> **YOUR TASK**: Return the following from the records below: each line, word for word, starting with the line that contains "Thanks in advance for your help! Please find the brown" and going on through the line that contains "Thanks in advance for your help! Please find the low", with nothing outside that range.

(Spatial localization data)
>>>>>
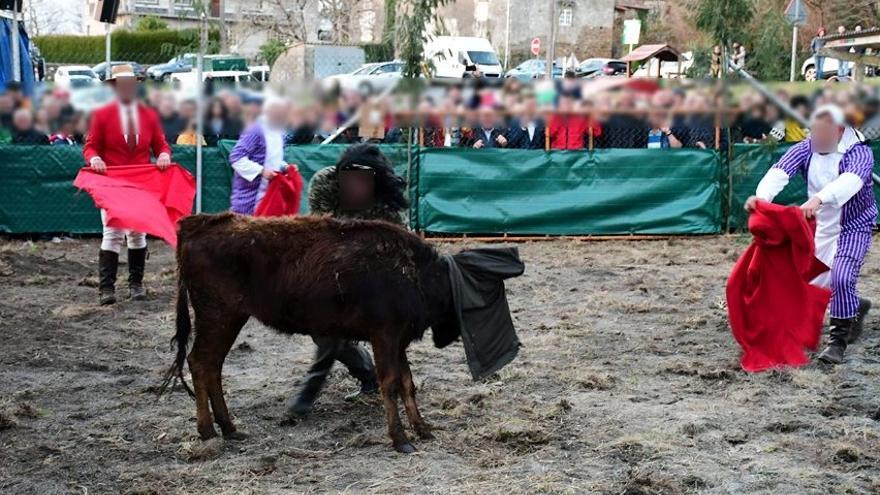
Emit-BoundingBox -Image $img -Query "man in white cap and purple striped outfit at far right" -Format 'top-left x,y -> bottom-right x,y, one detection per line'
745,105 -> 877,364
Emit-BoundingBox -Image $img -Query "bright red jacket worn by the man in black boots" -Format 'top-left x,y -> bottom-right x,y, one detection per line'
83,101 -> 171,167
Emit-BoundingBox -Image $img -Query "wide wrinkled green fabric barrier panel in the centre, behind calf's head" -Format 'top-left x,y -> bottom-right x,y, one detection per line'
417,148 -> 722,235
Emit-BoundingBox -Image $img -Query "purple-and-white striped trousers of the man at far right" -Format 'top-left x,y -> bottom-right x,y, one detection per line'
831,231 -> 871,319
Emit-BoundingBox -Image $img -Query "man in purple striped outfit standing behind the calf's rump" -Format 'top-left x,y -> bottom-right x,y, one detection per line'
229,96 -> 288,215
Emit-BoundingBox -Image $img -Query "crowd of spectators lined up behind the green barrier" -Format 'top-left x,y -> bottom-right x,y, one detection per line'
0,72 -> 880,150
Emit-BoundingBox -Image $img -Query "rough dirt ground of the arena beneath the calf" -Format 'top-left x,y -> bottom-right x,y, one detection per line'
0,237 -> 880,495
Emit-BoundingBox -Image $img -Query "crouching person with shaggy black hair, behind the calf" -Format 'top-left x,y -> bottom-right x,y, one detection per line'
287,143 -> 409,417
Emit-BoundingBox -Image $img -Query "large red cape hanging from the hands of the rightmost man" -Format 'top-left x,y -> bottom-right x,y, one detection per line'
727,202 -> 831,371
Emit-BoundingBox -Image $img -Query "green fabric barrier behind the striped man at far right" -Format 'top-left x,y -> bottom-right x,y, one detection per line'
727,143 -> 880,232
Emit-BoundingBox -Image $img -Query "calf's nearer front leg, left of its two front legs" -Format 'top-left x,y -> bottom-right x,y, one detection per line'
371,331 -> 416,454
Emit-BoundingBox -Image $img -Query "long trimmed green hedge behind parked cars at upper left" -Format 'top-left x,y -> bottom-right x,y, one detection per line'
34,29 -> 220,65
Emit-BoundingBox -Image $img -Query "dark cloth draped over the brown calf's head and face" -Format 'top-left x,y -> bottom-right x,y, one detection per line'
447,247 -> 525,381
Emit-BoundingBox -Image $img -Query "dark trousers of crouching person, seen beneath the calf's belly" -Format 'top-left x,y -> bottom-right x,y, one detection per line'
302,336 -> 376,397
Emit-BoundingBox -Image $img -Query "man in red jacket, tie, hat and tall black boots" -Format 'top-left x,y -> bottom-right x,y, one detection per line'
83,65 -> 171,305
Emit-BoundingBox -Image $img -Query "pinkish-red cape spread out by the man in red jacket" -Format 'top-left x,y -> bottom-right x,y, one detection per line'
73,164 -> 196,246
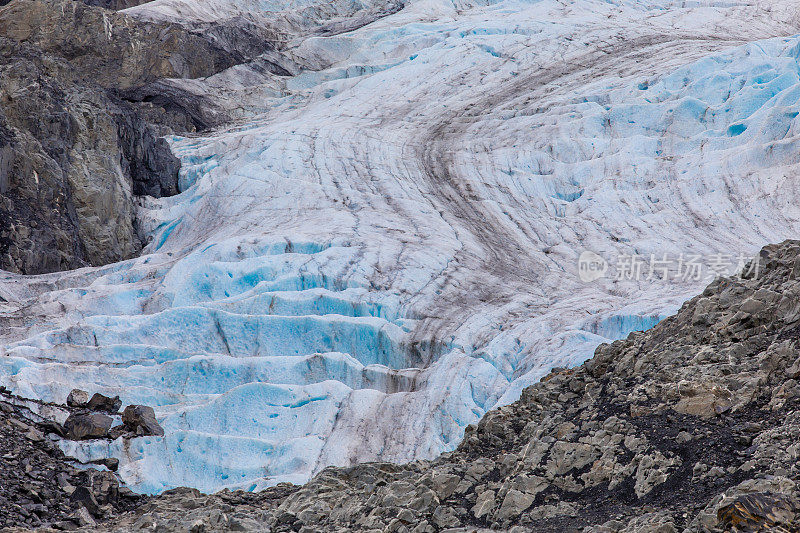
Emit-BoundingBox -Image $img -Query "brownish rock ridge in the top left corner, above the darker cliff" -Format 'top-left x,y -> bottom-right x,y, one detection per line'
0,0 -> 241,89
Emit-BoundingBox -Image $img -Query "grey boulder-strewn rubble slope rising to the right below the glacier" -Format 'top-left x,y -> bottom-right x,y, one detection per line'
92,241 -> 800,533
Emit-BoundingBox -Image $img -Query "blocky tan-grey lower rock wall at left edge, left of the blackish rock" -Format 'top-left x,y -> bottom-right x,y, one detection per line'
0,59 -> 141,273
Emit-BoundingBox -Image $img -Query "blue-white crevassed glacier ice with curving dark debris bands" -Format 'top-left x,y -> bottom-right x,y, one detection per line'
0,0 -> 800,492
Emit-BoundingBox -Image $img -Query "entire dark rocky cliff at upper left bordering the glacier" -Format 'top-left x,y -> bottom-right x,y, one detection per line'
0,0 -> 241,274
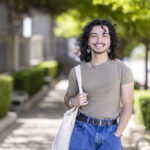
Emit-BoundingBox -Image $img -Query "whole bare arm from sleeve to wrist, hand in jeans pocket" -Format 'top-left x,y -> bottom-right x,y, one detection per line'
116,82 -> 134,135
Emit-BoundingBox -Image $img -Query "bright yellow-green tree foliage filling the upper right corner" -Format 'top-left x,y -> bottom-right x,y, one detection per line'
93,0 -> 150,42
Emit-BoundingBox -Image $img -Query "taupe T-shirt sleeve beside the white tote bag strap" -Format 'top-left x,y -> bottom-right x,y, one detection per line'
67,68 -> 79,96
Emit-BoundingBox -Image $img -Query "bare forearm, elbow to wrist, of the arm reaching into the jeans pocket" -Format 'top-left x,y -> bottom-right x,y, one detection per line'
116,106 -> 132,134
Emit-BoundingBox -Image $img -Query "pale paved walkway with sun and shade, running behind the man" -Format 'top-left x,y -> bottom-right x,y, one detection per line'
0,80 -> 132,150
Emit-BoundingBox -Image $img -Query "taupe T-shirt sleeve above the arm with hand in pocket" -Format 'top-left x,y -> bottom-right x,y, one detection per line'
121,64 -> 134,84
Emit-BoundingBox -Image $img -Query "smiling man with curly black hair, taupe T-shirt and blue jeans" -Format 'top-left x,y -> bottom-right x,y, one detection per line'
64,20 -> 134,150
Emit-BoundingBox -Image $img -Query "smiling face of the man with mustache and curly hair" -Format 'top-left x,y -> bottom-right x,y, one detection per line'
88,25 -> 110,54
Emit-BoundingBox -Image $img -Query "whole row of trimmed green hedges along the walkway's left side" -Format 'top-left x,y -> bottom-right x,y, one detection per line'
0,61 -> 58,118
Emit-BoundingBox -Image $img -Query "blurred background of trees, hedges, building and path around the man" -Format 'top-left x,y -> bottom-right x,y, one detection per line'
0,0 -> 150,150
<<<<<
>>>>>
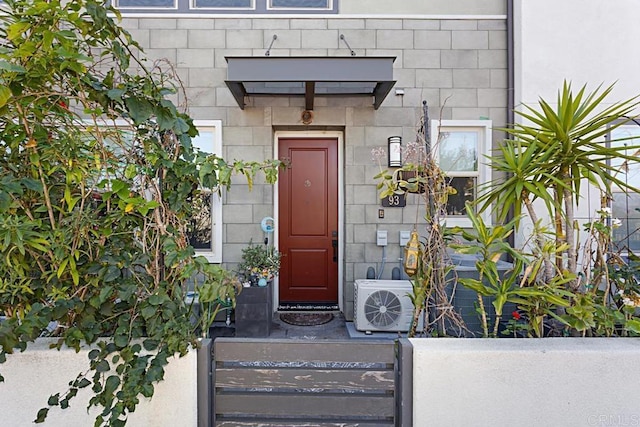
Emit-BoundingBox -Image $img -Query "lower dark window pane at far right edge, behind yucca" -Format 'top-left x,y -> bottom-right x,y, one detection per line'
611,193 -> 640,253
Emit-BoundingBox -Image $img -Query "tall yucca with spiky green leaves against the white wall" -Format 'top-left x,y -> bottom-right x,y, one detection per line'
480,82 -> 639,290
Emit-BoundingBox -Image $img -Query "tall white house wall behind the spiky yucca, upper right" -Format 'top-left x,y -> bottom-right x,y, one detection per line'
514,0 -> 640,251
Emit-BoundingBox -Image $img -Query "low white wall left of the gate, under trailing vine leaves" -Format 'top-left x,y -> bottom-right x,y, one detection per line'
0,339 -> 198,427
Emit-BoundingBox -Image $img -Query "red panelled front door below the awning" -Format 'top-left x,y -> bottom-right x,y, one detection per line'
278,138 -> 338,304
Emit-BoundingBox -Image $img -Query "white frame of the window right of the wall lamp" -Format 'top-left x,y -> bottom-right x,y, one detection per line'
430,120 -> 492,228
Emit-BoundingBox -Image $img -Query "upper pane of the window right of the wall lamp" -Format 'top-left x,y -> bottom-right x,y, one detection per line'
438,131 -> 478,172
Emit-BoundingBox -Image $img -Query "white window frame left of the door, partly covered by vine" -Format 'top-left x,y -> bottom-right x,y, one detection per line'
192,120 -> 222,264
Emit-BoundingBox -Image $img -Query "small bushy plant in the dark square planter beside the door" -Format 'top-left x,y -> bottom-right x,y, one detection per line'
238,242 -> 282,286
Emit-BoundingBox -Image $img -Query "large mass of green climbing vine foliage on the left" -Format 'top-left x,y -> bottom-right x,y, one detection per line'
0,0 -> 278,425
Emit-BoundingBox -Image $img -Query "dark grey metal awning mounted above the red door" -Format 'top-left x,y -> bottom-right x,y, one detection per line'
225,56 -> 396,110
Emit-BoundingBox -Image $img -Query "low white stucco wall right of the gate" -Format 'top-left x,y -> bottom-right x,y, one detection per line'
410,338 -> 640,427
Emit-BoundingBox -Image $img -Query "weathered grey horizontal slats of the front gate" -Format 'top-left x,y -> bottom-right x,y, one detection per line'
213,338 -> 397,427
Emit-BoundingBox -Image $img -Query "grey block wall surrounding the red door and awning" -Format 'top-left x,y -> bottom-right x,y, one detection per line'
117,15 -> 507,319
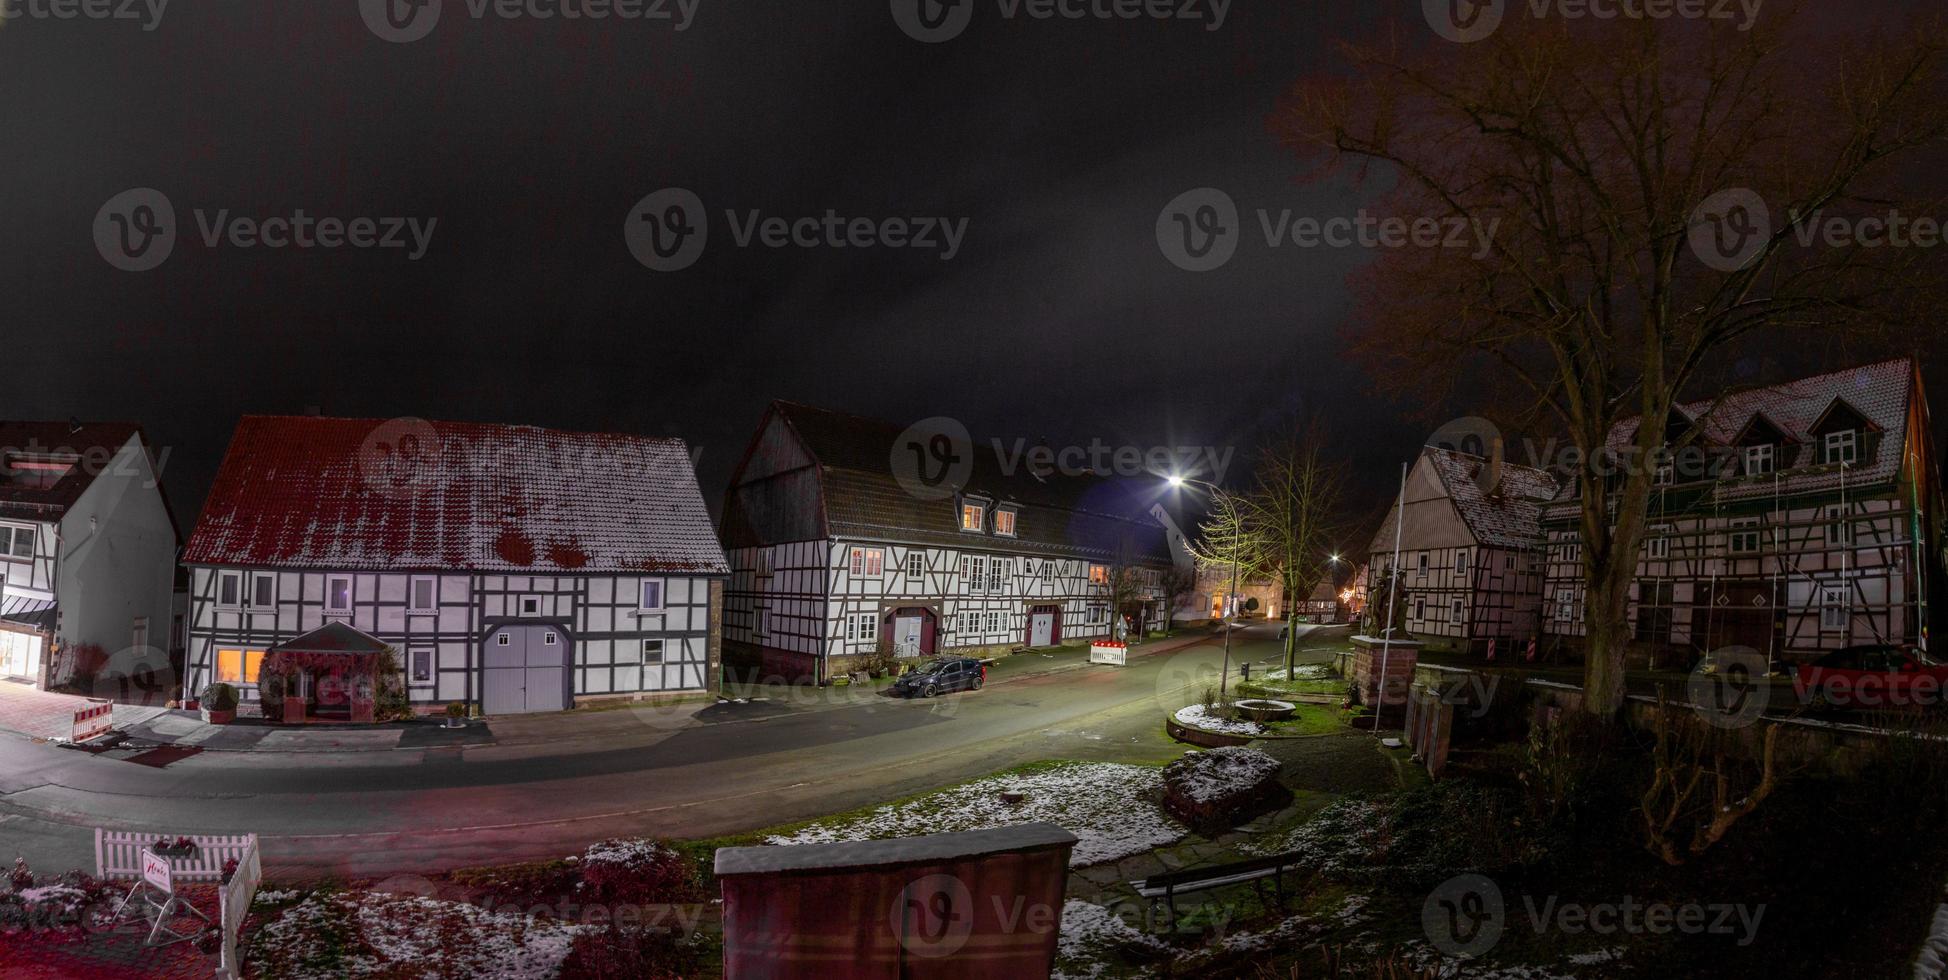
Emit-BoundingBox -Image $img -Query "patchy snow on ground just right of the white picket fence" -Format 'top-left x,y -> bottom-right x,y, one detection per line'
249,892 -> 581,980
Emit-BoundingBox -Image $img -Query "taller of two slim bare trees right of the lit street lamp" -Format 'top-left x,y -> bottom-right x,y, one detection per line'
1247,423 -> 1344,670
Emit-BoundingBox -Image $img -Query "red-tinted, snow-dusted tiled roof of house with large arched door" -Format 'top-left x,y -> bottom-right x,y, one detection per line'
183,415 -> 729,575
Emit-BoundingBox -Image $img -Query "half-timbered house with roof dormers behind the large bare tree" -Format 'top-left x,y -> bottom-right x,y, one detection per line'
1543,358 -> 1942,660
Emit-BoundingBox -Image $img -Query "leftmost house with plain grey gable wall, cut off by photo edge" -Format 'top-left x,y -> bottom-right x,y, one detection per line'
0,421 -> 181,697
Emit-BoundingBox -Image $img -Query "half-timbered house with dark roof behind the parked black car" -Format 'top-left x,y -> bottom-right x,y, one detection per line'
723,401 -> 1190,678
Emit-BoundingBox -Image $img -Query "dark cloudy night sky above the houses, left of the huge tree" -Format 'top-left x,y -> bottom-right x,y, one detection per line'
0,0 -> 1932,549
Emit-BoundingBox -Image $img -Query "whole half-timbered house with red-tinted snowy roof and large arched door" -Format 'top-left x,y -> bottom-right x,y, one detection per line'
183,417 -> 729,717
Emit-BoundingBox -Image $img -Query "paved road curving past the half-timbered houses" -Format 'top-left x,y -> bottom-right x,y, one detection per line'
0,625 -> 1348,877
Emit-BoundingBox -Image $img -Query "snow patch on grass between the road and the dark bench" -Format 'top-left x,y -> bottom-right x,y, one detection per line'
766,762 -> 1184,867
<<<<<
>>>>>
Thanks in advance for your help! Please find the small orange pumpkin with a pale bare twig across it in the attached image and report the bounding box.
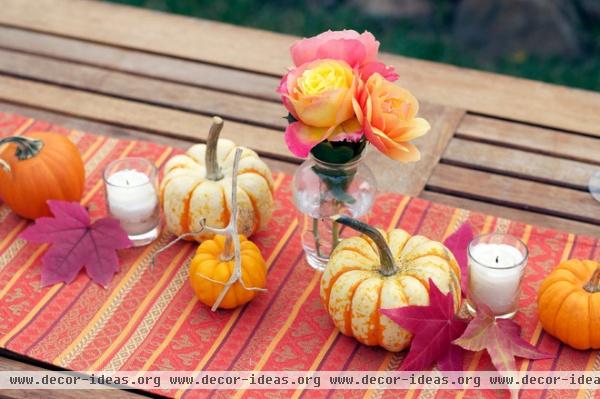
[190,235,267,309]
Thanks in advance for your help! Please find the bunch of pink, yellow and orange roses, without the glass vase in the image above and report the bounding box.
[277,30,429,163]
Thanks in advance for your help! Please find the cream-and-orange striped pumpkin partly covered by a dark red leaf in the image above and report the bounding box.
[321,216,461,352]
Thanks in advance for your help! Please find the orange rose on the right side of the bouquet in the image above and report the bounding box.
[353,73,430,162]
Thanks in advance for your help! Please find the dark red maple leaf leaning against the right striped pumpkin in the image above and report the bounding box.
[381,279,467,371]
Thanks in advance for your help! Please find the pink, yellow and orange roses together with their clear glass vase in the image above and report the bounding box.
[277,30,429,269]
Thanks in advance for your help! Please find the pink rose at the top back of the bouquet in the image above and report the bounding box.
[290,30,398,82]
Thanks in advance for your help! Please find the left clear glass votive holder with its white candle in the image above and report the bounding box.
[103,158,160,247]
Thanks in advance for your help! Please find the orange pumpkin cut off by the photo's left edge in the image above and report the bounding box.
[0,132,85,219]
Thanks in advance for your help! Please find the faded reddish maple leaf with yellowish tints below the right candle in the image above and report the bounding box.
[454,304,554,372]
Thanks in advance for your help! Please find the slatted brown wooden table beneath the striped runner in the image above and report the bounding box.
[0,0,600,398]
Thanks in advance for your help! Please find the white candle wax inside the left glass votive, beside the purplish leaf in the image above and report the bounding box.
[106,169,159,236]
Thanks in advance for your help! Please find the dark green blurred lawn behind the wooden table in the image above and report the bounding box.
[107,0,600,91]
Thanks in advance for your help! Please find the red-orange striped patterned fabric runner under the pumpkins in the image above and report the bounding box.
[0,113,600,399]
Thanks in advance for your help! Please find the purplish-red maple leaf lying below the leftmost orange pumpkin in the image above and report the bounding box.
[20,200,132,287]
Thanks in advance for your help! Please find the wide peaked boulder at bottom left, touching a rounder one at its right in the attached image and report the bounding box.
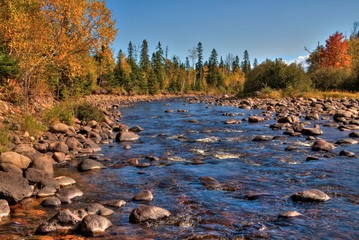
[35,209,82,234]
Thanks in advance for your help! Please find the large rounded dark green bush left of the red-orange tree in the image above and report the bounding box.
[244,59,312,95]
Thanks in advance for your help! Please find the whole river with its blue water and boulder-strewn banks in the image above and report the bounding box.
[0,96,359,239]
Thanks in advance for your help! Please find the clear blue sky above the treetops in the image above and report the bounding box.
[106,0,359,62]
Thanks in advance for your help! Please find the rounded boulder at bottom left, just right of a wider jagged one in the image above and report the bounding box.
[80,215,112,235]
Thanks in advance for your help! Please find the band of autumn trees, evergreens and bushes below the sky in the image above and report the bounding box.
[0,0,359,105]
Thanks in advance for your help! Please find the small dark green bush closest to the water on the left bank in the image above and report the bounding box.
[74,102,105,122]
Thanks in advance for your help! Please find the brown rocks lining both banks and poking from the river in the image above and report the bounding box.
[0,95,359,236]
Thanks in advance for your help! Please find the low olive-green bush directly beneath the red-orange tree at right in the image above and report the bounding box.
<<<<<
> **ANSWER AREA**:
Thanks in advance for your help! Please find the brown rocks lining both banks and poking from the river in the image above and report the bounding box.
[0,95,359,236]
Thanks in advance for your help! Please find the low olive-green bush directly beneath the red-orange tree at right in the image above and report the bounding box.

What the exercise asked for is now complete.